A word-for-word transcript of the closing lines is required: from the one with "Objective — one dot per instance of the mountain" through the final line of the data.

+ + + + + + +

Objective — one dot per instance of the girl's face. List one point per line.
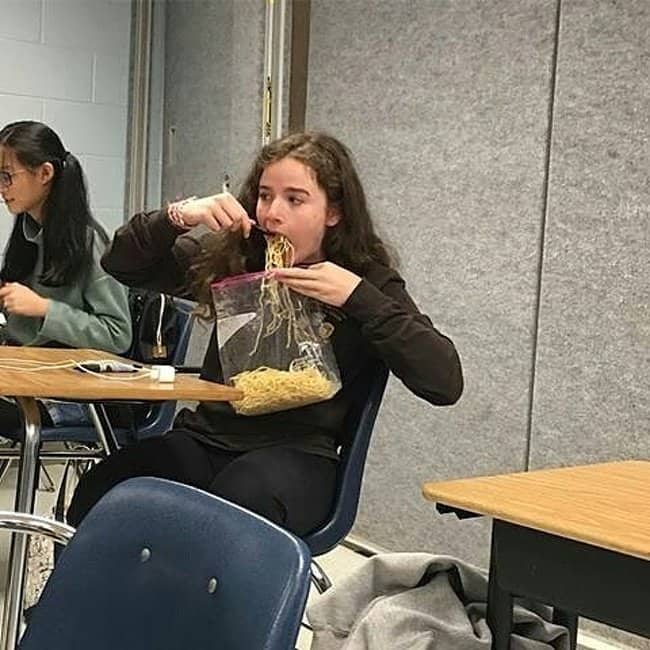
(291, 203)
(23, 189)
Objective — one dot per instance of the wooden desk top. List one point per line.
(67, 383)
(606, 505)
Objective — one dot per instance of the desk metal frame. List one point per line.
(575, 578)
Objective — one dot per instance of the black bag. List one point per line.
(155, 333)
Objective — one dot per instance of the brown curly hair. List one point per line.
(351, 243)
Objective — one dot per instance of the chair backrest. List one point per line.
(354, 449)
(157, 564)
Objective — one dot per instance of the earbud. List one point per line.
(163, 374)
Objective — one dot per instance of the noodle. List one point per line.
(267, 390)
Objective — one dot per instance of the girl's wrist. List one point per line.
(175, 213)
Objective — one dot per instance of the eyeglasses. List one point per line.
(7, 178)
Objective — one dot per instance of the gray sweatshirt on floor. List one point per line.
(418, 601)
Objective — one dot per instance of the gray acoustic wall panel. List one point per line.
(592, 381)
(214, 62)
(213, 78)
(445, 105)
(198, 65)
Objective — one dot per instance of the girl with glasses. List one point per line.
(53, 291)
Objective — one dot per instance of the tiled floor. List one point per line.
(336, 564)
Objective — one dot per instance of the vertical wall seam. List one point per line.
(542, 237)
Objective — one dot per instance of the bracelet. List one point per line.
(175, 213)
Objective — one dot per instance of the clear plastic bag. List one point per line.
(273, 345)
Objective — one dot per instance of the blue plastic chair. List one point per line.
(354, 449)
(160, 565)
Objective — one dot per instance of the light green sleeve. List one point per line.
(103, 324)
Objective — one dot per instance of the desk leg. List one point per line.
(499, 610)
(25, 495)
(570, 621)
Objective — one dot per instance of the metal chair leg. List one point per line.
(319, 578)
(5, 465)
(46, 479)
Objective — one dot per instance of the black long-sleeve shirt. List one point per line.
(379, 320)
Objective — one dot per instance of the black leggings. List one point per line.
(11, 424)
(290, 487)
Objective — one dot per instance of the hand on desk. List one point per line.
(16, 298)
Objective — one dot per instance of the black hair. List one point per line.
(68, 225)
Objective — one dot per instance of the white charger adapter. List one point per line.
(163, 374)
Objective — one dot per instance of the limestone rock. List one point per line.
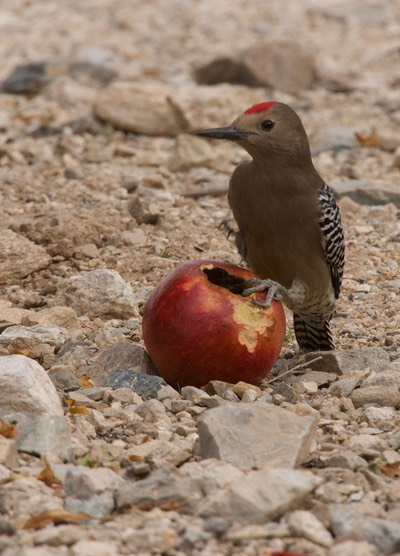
(19, 257)
(384, 534)
(138, 107)
(98, 293)
(233, 433)
(283, 65)
(367, 191)
(260, 496)
(26, 388)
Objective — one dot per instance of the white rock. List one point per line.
(52, 335)
(98, 293)
(260, 496)
(305, 524)
(26, 388)
(232, 433)
(19, 257)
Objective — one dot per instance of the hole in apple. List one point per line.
(223, 279)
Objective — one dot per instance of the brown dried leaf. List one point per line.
(54, 516)
(391, 470)
(8, 430)
(47, 475)
(370, 140)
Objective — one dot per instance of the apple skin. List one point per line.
(196, 331)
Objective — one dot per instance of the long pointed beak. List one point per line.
(228, 132)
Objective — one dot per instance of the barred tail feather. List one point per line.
(313, 337)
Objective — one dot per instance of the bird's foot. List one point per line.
(274, 291)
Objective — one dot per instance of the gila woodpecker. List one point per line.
(290, 231)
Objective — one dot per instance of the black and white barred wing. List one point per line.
(332, 236)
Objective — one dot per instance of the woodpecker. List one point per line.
(289, 226)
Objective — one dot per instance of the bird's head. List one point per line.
(268, 131)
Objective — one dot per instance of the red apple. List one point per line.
(198, 327)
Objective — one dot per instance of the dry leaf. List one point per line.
(391, 470)
(370, 140)
(54, 516)
(47, 475)
(8, 430)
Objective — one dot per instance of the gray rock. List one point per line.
(52, 335)
(260, 496)
(340, 362)
(8, 452)
(306, 525)
(91, 490)
(98, 293)
(185, 486)
(44, 435)
(232, 433)
(99, 505)
(354, 548)
(25, 387)
(283, 65)
(144, 209)
(347, 460)
(138, 107)
(162, 453)
(384, 534)
(161, 488)
(367, 12)
(333, 139)
(385, 396)
(65, 380)
(25, 79)
(19, 257)
(119, 365)
(367, 191)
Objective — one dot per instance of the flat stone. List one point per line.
(347, 460)
(306, 525)
(65, 380)
(64, 317)
(283, 65)
(367, 191)
(51, 335)
(98, 293)
(232, 433)
(260, 496)
(25, 387)
(99, 505)
(335, 138)
(384, 396)
(19, 257)
(340, 362)
(138, 107)
(382, 533)
(184, 487)
(8, 452)
(161, 453)
(119, 366)
(354, 548)
(44, 435)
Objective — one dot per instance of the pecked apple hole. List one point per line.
(223, 279)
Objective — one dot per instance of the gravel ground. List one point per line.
(88, 197)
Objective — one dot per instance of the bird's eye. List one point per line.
(267, 125)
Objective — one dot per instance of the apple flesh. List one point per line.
(198, 327)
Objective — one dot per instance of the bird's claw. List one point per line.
(255, 285)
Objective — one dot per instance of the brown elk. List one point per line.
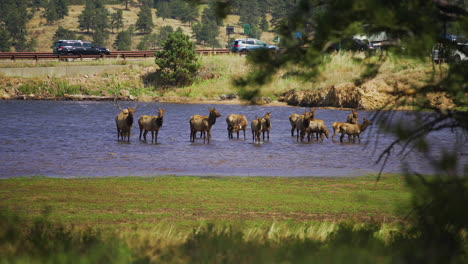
(203, 124)
(354, 130)
(124, 122)
(318, 127)
(266, 125)
(236, 123)
(151, 123)
(302, 123)
(256, 127)
(293, 118)
(351, 119)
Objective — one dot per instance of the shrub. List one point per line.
(177, 61)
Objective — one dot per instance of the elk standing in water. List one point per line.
(256, 127)
(151, 123)
(203, 124)
(351, 119)
(266, 125)
(124, 122)
(293, 118)
(236, 123)
(302, 123)
(354, 130)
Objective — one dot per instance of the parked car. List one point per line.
(450, 48)
(78, 47)
(349, 44)
(248, 44)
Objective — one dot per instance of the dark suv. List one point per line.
(78, 47)
(248, 44)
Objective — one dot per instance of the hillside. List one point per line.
(43, 33)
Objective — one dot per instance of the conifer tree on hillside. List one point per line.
(126, 2)
(63, 33)
(117, 20)
(50, 12)
(163, 10)
(95, 17)
(5, 40)
(13, 18)
(61, 8)
(145, 20)
(123, 40)
(177, 61)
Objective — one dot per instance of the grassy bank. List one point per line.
(216, 220)
(189, 201)
(214, 79)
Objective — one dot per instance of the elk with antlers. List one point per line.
(203, 124)
(124, 122)
(151, 123)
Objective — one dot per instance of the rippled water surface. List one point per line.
(67, 139)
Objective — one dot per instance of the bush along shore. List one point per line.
(336, 86)
(213, 220)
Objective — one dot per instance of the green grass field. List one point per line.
(190, 201)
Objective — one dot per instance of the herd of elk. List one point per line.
(203, 124)
(151, 123)
(303, 124)
(124, 122)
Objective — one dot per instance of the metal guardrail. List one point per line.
(114, 54)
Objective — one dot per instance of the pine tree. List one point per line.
(5, 40)
(14, 15)
(177, 61)
(100, 37)
(123, 41)
(61, 8)
(145, 20)
(86, 18)
(50, 12)
(63, 33)
(125, 2)
(117, 20)
(163, 10)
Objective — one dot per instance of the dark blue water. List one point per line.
(68, 139)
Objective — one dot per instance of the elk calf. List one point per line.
(302, 123)
(256, 127)
(236, 123)
(318, 127)
(266, 125)
(354, 130)
(124, 122)
(151, 123)
(203, 124)
(293, 119)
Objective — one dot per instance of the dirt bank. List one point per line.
(386, 91)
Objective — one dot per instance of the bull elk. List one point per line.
(351, 119)
(203, 124)
(124, 122)
(302, 123)
(235, 123)
(256, 127)
(293, 119)
(266, 125)
(151, 123)
(318, 127)
(354, 130)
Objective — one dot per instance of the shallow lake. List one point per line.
(68, 139)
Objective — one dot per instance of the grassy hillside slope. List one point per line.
(43, 33)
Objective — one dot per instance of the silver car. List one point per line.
(248, 44)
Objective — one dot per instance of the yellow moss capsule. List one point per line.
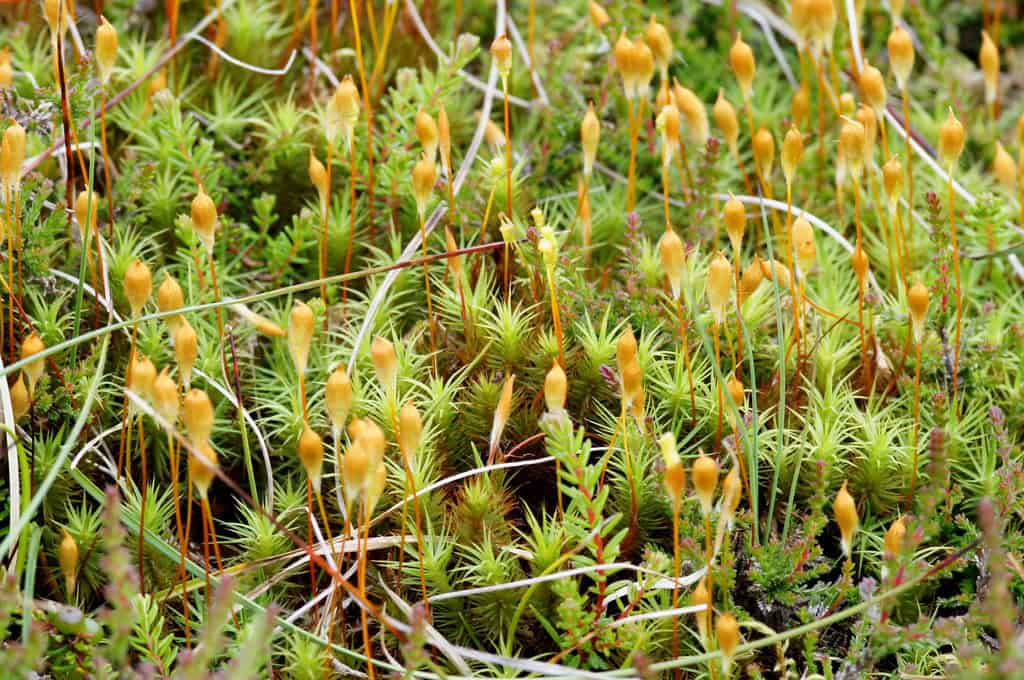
(501, 50)
(141, 377)
(803, 244)
(426, 132)
(598, 15)
(197, 414)
(734, 216)
(895, 537)
(68, 560)
(673, 255)
(19, 399)
(317, 176)
(107, 49)
(12, 155)
(865, 116)
(310, 451)
(872, 89)
(753, 275)
(988, 57)
(700, 596)
(165, 397)
(204, 218)
(742, 64)
(590, 135)
(659, 43)
(424, 178)
(626, 348)
(725, 119)
(169, 296)
(185, 350)
(1005, 168)
(764, 153)
(86, 206)
(801, 105)
(951, 139)
(719, 286)
(338, 397)
(6, 70)
(861, 264)
(852, 142)
(901, 54)
(892, 181)
(705, 480)
(918, 299)
(385, 363)
(300, 335)
(410, 429)
(727, 633)
(695, 114)
(203, 464)
(793, 153)
(675, 474)
(137, 286)
(31, 346)
(555, 389)
(846, 516)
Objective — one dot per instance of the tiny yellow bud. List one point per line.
(673, 254)
(1005, 168)
(901, 54)
(555, 389)
(803, 244)
(846, 516)
(300, 335)
(310, 451)
(204, 218)
(705, 480)
(338, 397)
(764, 153)
(725, 119)
(31, 346)
(743, 66)
(501, 50)
(12, 155)
(734, 216)
(410, 430)
(727, 632)
(138, 286)
(895, 537)
(424, 178)
(169, 296)
(590, 135)
(950, 140)
(719, 286)
(107, 49)
(872, 89)
(918, 300)
(197, 415)
(165, 397)
(793, 153)
(19, 399)
(426, 132)
(68, 559)
(989, 59)
(385, 363)
(185, 350)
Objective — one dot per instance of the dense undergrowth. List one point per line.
(710, 365)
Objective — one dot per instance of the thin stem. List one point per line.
(426, 284)
(960, 300)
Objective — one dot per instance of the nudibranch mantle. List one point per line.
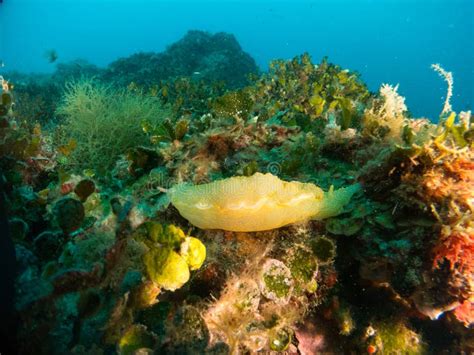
(256, 203)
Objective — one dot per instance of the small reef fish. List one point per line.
(256, 203)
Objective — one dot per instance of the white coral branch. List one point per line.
(448, 77)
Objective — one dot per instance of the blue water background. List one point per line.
(387, 41)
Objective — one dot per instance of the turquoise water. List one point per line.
(387, 41)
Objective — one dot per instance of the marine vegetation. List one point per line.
(307, 213)
(256, 203)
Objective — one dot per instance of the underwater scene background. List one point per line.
(235, 177)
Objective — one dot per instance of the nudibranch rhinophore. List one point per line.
(256, 203)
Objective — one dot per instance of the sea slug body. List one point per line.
(256, 203)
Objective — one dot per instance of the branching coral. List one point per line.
(104, 122)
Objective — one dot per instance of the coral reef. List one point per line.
(108, 265)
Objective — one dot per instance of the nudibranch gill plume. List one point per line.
(256, 203)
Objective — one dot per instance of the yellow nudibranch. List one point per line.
(256, 203)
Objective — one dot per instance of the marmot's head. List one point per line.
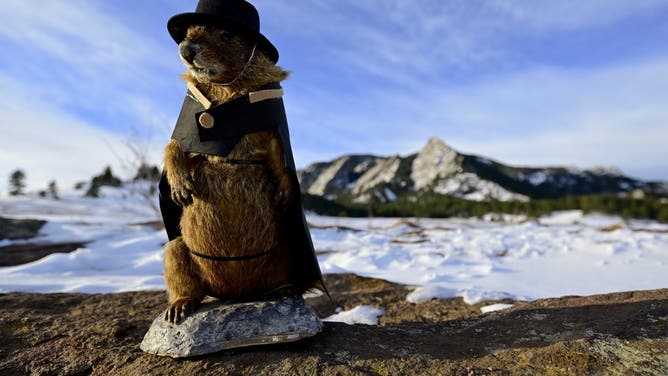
(214, 55)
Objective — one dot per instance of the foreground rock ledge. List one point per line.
(612, 334)
(223, 326)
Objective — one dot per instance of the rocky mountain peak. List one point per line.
(435, 160)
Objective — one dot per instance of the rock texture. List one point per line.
(613, 334)
(221, 326)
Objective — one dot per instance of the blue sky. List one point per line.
(575, 83)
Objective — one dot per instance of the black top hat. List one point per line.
(235, 15)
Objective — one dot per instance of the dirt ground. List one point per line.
(99, 334)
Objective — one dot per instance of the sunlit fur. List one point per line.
(229, 210)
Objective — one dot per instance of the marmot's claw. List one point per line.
(178, 310)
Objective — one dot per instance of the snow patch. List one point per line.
(382, 172)
(495, 307)
(362, 314)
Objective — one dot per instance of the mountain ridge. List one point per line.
(440, 169)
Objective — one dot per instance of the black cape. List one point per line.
(232, 120)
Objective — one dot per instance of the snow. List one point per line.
(320, 184)
(566, 253)
(494, 307)
(363, 314)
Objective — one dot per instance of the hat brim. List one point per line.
(178, 27)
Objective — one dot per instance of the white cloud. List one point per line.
(49, 144)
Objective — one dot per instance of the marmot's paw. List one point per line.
(178, 310)
(284, 194)
(183, 193)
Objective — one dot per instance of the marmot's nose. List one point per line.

+ + + + + + +

**Answer to this exercise**
Objective — one dot per instance of the mountain ridge. List one point per line.
(440, 169)
Objective — one dot per instance of the black cape. List one point per line.
(232, 120)
Objective — one dot per instance of the snow. List one point per line.
(320, 184)
(566, 253)
(494, 307)
(363, 314)
Objective — one dot per instance of the hat brim. List one point per line.
(178, 27)
Objective — one dot per instance of the white cloud. List one point per line.
(49, 144)
Objective — one dot per instance of the marmot's paw. List one point per line.
(178, 310)
(284, 194)
(183, 193)
Objective — one dot per instance of the marmot's nose. List one point per line.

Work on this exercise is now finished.